What to produce
Pull out the entries from the line containing "Task: a point for each instance of the utility" through the end of the entries, both ends included, and reproduce those lines word for word.

Records provided
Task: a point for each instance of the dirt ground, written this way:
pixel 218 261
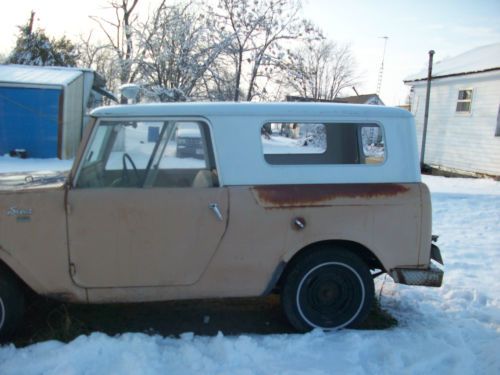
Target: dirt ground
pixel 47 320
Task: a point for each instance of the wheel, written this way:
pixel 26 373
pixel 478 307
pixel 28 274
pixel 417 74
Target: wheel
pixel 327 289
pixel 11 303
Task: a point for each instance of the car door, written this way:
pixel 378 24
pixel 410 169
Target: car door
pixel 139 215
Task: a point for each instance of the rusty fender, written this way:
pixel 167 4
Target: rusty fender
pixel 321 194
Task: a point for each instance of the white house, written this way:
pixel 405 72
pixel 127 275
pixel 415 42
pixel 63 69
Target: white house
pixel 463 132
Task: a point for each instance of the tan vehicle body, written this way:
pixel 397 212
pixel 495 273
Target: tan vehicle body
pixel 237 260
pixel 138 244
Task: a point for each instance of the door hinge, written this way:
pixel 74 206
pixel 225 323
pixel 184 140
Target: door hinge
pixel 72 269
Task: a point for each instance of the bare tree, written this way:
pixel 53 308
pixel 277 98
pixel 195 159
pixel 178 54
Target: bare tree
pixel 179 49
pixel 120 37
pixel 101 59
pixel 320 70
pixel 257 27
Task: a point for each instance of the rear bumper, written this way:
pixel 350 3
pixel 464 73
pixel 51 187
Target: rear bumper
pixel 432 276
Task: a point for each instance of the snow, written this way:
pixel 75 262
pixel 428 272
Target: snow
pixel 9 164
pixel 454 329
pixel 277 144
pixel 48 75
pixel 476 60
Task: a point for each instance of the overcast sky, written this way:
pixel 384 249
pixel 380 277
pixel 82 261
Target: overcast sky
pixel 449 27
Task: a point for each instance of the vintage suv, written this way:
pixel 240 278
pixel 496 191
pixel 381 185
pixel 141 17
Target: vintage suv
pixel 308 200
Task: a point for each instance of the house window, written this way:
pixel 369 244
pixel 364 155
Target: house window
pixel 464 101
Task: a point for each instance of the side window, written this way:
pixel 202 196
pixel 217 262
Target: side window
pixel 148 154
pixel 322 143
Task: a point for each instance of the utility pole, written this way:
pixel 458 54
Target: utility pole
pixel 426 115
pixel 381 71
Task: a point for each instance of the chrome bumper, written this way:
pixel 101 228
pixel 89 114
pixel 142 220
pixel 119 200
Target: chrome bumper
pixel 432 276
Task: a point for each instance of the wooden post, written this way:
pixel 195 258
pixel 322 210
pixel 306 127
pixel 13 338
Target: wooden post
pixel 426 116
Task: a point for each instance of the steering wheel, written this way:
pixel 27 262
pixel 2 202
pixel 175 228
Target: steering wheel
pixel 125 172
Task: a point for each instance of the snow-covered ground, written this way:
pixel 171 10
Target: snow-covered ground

Solution
Task: a point for each instance of the utility pole, written this way:
pixel 458 54
Target: utility pole
pixel 426 115
pixel 381 71
Task: a point for each instance of the chrome bumper, written this way:
pixel 101 228
pixel 89 114
pixel 142 220
pixel 119 200
Target: chrome bumper
pixel 432 276
Task: a point for each instance of the wooden post, written this way:
pixel 195 258
pixel 322 210
pixel 306 127
pixel 13 338
Target: wooden post
pixel 426 116
Task: a point for each instance of the steering wheel, written this way:
pixel 27 262
pixel 2 202
pixel 175 228
Target: steering wheel
pixel 125 172
Task: a point for each instance of the snow-covered ground, written this way:
pixel 171 10
Target: snow-covered ground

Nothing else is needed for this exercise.